- WHAT IS BEING ASKED -
Go through the listing below and repeat it exactly, dropping the pictures.
=== EXTRACTED ENTRIES ===
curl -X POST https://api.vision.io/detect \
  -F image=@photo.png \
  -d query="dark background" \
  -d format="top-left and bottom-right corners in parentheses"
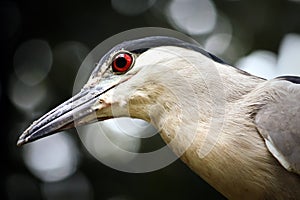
top-left (2, 0), bottom-right (300, 200)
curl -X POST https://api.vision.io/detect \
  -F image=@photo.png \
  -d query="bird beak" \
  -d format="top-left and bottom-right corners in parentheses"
top-left (17, 76), bottom-right (122, 146)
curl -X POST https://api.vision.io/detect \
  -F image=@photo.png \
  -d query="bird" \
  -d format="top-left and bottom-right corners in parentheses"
top-left (17, 36), bottom-right (300, 199)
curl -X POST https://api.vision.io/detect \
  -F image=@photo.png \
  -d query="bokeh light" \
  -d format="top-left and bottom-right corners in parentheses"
top-left (79, 120), bottom-right (141, 165)
top-left (13, 39), bottom-right (52, 86)
top-left (277, 33), bottom-right (300, 75)
top-left (22, 132), bottom-right (79, 182)
top-left (236, 33), bottom-right (300, 79)
top-left (166, 0), bottom-right (217, 35)
top-left (204, 33), bottom-right (232, 56)
top-left (236, 50), bottom-right (277, 79)
top-left (9, 76), bottom-right (47, 111)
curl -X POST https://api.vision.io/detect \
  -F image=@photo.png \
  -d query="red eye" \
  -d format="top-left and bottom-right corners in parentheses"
top-left (112, 53), bottom-right (133, 73)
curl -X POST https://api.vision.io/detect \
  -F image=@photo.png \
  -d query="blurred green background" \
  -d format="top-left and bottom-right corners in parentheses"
top-left (2, 0), bottom-right (300, 199)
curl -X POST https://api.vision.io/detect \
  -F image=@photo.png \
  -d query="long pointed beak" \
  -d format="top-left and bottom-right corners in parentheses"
top-left (17, 83), bottom-right (114, 146)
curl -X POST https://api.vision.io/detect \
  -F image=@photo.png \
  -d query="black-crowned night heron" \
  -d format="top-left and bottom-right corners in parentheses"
top-left (17, 36), bottom-right (300, 199)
===
- RESPONSE -
curl -X POST https://api.vision.io/detect \
  -F image=@photo.png \
  -d query="dark background" \
  -d format="top-left and bottom-right corners in parentheses"
top-left (2, 0), bottom-right (300, 200)
curl -X POST https://api.vision.io/detect \
  -F image=@photo.png \
  -d query="bird beak" \
  -d format="top-left and bottom-right corners in parentheses"
top-left (17, 76), bottom-right (122, 146)
curl -X POST https://api.vision.io/detect \
  -F image=@photo.png \
  -d query="bird" \
  -d format="top-left and bottom-right corners in parentheses"
top-left (17, 36), bottom-right (300, 199)
curl -X POST https://api.vision.io/detect \
  -F image=@photo.png \
  -d query="bokeh light" \
  -d format="top-left and bottom-right corners in parentheses"
top-left (79, 120), bottom-right (141, 165)
top-left (13, 39), bottom-right (52, 86)
top-left (277, 33), bottom-right (300, 75)
top-left (22, 132), bottom-right (79, 182)
top-left (236, 33), bottom-right (300, 79)
top-left (166, 0), bottom-right (217, 35)
top-left (204, 33), bottom-right (232, 56)
top-left (236, 50), bottom-right (277, 79)
top-left (9, 76), bottom-right (47, 111)
curl -X POST https://api.vision.io/detect \
  -F image=@photo.png \
  -d query="red eye" \
  -d format="top-left and bottom-right corners in parentheses"
top-left (112, 53), bottom-right (133, 73)
curl -X POST https://api.vision.io/detect \
  -F image=@photo.png \
  -d query="blurred green background" \
  -d format="top-left and bottom-right corners in parentheses"
top-left (2, 0), bottom-right (300, 199)
curl -X POST https://api.vision.io/detect \
  -F image=@photo.png \
  -d query="long pointed beak" \
  -d format="top-left and bottom-right corners in parentheses"
top-left (17, 83), bottom-right (114, 146)
curl -X POST https://api.vision.io/detect \
  -F image=@photo.png \
  -d query="black-crowned night heron" \
  -d format="top-left and bottom-right corners in parentheses"
top-left (17, 36), bottom-right (300, 199)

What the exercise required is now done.